_TASK TO COMPLETE_
Rewrite the records below, replacing "Expected behaviour" with "Instruction" each time it appears and leaving everything else unchanged. Omit the pictures from your answer.

_RECORDS FOR PROCESSING_
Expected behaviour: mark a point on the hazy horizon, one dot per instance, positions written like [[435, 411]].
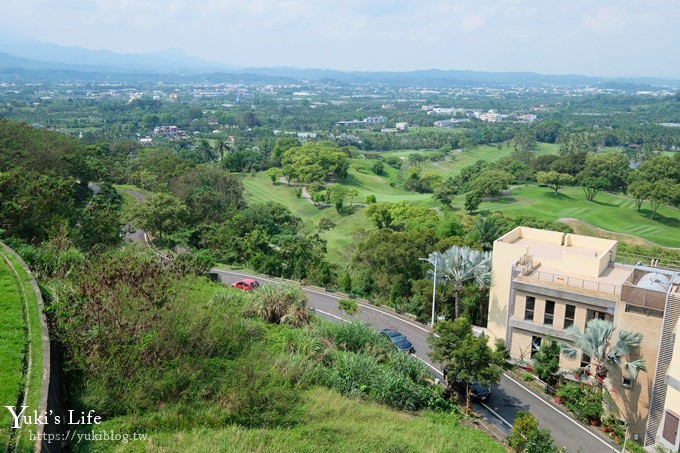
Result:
[[607, 39]]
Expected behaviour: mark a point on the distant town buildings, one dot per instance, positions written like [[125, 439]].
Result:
[[546, 281], [365, 121]]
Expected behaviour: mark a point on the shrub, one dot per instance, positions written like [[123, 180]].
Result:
[[280, 304], [355, 337], [351, 307]]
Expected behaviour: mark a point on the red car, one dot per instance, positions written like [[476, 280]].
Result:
[[247, 284]]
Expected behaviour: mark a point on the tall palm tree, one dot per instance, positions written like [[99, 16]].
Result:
[[607, 347], [461, 265]]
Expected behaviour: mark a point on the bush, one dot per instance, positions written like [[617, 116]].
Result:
[[355, 337], [351, 307], [280, 304]]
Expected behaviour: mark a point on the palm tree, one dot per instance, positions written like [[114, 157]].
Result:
[[488, 232], [461, 265], [606, 349]]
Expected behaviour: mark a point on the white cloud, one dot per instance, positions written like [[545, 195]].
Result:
[[579, 36]]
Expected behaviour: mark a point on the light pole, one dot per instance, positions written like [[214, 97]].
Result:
[[434, 285]]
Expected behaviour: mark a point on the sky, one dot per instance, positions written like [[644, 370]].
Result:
[[590, 37]]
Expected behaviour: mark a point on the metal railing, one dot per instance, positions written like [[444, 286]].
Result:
[[574, 282]]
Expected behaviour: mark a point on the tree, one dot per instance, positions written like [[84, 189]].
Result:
[[606, 346], [491, 183], [592, 186], [337, 195], [351, 193], [488, 231], [206, 151], [466, 357], [221, 147], [446, 191], [325, 224], [274, 174], [462, 265], [554, 180], [472, 201], [638, 190], [313, 161], [661, 193], [160, 213], [612, 168]]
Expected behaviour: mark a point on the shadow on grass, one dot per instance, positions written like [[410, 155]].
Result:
[[551, 195], [668, 221], [502, 200], [602, 203]]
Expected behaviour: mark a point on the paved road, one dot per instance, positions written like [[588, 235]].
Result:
[[507, 398]]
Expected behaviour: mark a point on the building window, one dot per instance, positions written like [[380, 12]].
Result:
[[535, 345], [529, 308], [549, 312], [569, 314], [670, 427], [592, 314]]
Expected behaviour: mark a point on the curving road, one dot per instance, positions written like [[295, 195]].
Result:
[[507, 398]]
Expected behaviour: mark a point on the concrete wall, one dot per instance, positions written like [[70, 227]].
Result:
[[505, 255], [633, 403], [672, 391], [553, 237]]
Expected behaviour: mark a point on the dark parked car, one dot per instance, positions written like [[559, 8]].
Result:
[[398, 340], [247, 284], [477, 391]]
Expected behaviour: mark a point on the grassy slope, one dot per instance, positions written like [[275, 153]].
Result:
[[611, 212], [330, 423], [11, 344], [12, 341], [259, 189]]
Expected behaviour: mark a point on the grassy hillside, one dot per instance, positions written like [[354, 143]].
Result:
[[11, 345], [16, 294], [329, 423], [611, 212]]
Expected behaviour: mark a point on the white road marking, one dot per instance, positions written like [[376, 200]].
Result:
[[338, 298], [329, 314], [496, 414], [560, 412]]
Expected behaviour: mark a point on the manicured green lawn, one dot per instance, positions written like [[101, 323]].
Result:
[[326, 421], [12, 338], [259, 189], [611, 212]]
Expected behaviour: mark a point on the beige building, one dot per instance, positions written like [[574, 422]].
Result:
[[545, 281], [668, 433]]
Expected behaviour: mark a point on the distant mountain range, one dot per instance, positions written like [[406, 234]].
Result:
[[23, 60]]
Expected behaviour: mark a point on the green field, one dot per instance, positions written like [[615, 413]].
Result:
[[328, 422], [17, 293], [611, 212]]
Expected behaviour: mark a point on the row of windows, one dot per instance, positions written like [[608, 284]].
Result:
[[549, 312]]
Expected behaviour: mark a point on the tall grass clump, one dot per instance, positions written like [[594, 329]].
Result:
[[280, 304]]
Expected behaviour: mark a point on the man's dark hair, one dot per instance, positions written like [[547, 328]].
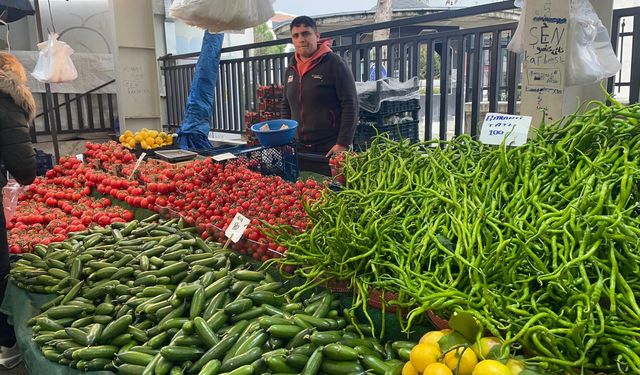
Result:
[[303, 21]]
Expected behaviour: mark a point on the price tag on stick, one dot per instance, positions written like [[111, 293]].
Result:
[[144, 155], [222, 157], [496, 127], [236, 228]]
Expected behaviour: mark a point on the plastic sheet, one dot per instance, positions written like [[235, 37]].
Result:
[[21, 306], [54, 61], [222, 15], [590, 55], [371, 94]]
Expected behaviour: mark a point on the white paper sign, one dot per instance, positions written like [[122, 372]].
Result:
[[237, 227], [497, 126], [222, 157], [140, 159]]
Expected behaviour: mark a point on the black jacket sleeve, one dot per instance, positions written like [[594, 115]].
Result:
[[18, 155], [285, 109], [348, 97]]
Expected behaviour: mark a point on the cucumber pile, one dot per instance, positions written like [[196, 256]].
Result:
[[154, 298]]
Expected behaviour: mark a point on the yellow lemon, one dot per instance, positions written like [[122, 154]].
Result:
[[423, 355], [437, 369], [432, 338], [461, 359], [483, 346], [515, 366], [408, 369], [491, 367]]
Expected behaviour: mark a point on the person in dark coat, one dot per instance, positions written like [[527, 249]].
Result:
[[319, 93], [17, 110]]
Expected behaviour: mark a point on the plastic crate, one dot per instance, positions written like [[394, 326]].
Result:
[[270, 161], [404, 130], [388, 108], [44, 162]]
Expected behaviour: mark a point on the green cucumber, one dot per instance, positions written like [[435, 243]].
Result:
[[180, 353]]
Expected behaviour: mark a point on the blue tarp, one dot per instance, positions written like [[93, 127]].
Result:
[[194, 131]]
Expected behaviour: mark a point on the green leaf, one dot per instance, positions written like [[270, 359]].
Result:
[[494, 352], [452, 340], [466, 325]]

_SOLUTION TO THE EXERCISE_
Instruction: mark a point on the hazy horizon, one dot per instance, positions written like [[435, 411]].
Result:
[[607, 39]]
Instruction: mark a point on the distant town buildings, one dot per instance, positions written like [[125, 439]].
Result:
[[546, 281], [365, 121]]
Instruction: mark a point on the shrub, one dot per instance, positions written like [[123, 180]].
Result:
[[280, 304], [355, 337], [351, 307]]
Instruction: mark a point on the red car, one dot per instance, positions written like [[476, 280]].
Result:
[[247, 284]]
Instruction: mark a point on the tall palm tree, one dot per instance, positions written like [[99, 16]].
Result:
[[607, 347], [461, 265]]
Instruction: mark a point on the bush, one dot per instance, positions written like [[617, 116]].
Result:
[[355, 337], [351, 307], [280, 304]]
Instruction: mark a point on the palm tree, one dot per instance, positions written like [[114, 157]].
Result:
[[488, 232], [461, 265], [606, 349]]
Instruction: mark a point on the white cloud, one dot per instance, positions written like [[545, 195]].
Result:
[[579, 36]]
Instruction: mark a point on the light pole, one dot per instance, positions written like [[214, 97]].
Result:
[[434, 285]]
Instruction: mark a point on the sky, one dot per instance, positions written like [[644, 370]].
Result:
[[590, 37]]
Instruction: mark a point on the metal railing, one dot per instance, positions written like [[444, 286]].
Result:
[[574, 282]]
Instruction: mark a point on the tree, one dot per instance, positions written like [[84, 189]].
Result:
[[606, 346], [491, 183], [592, 186], [337, 195], [351, 193], [488, 231], [206, 151], [466, 357], [221, 147], [446, 191], [325, 224], [274, 174], [462, 265], [554, 180], [472, 201], [638, 190], [313, 161], [661, 193], [160, 213], [612, 168]]
Instruction: mark a point on the shadow on grass, one dot per instance, positions written like [[410, 155]].
Result:
[[551, 195], [668, 221], [502, 200], [602, 203]]
Instruction: mark a point on the paved road, one dot per instance, positions written like [[588, 235]].
Result:
[[507, 398]]
Instruction: mark a point on the building window, one dot per instance, positions written like [[380, 12]].
Result:
[[535, 345], [529, 308], [549, 312], [569, 314], [670, 427], [592, 314]]
Instruction: mark a point on the curving road, one dot per instance, positions written like [[295, 195]].
Result:
[[507, 398]]
Instruction: mark a point on the concrete wall, one dot per instance, positions written like [[70, 227]].
Result:
[[505, 255], [633, 403], [672, 391], [553, 237]]
Instruction: mark a point on the dark parked car, one dot per instance, positions written like [[559, 8]].
Result:
[[398, 340], [247, 284], [477, 391]]
Instruction: mark a point on the grassy slope, one dot per instance, positions written like [[275, 153]].
Result:
[[611, 212], [330, 423], [11, 344], [12, 341], [259, 189]]
Instruction: mark a point on the grassy hillside, one dot per instance, positions written like [[354, 143]].
Result:
[[11, 345], [16, 294], [329, 423], [611, 212]]
Instruction: mark a point on the white road marking, one dot per instance, positions written like [[376, 200]].
Result:
[[338, 298], [329, 314], [496, 414], [560, 412]]
Instruction: mark a point on the manicured green lawn, one dot per instance, positions written like [[101, 323]].
Result:
[[326, 421], [12, 338], [259, 189], [611, 212]]
Instruction: mark a point on the beige building, one dot per instance, positions written like [[574, 422]].
Result:
[[545, 281], [668, 433]]
Instruction: mark a point on the distant mountain range, one dot per instance, positions written like [[406, 234]].
Result:
[[23, 60]]
Instruction: mark a point on the green field, one dot per instance, positions written like [[615, 413]].
Result:
[[328, 422], [17, 293], [611, 212]]
Instruction: mark a point on the row of windows, one dot per instance, positions written like [[608, 284]].
Result:
[[549, 312]]
Instruction: mark a point on the tall grass clump, one dot per instance, positions written like [[594, 329]].
Result:
[[280, 304]]
Instruction: mark a point on the man's dark hair, one dot per instance, positions written like [[547, 328]].
Result:
[[303, 21]]
Instruction: mark a point on the price tag on stick, one dot per instance, positions written like [[111, 293]].
Result:
[[144, 155], [222, 157], [496, 127], [236, 228]]
Instruction: mark a point on the plastic sheet, one dot per instance, positions written like [[235, 37]].
Result:
[[21, 306], [54, 61], [222, 15], [590, 55], [371, 94]]
Instruction: mark a point on the white paper sign, one dot per instance, positions written like [[122, 372]].
Result:
[[237, 227], [497, 126], [222, 157], [140, 159]]
Instruction: mark a point on the black jacket sleeve, one dot per instance, positions written like [[594, 115]].
Result:
[[18, 155], [285, 109], [348, 97]]
Instruction: mark a point on the cucumber pile, one dot per instance, positions written like [[196, 256]].
Result:
[[154, 298]]
Instruction: mark a point on the yellow lemon, one dot per instance, positions written like [[122, 154]].
Result:
[[423, 355], [437, 369], [432, 338], [461, 359], [483, 346], [515, 366], [408, 369], [491, 367]]
Instruction: mark a point on the person in dark coat, one dot per instance, positions written like [[527, 249]].
Result:
[[319, 93], [17, 110]]
Instruction: mark a point on the plastic crate, one dot per instance, positions written like [[394, 326]].
Result:
[[270, 161], [404, 130], [388, 108], [44, 162]]
Instruction: mark a point on the green cucumber, one dot per instance, positions written like [[435, 243]].
Result:
[[180, 353]]
Instruction: mark a point on the blue tarp, one dot per instance, positions written like [[93, 127]].
Result:
[[194, 131]]
Instruction: mark a point on the green leaf, one dot per instance, positions written like [[270, 359]].
Result:
[[494, 352], [452, 340], [466, 325]]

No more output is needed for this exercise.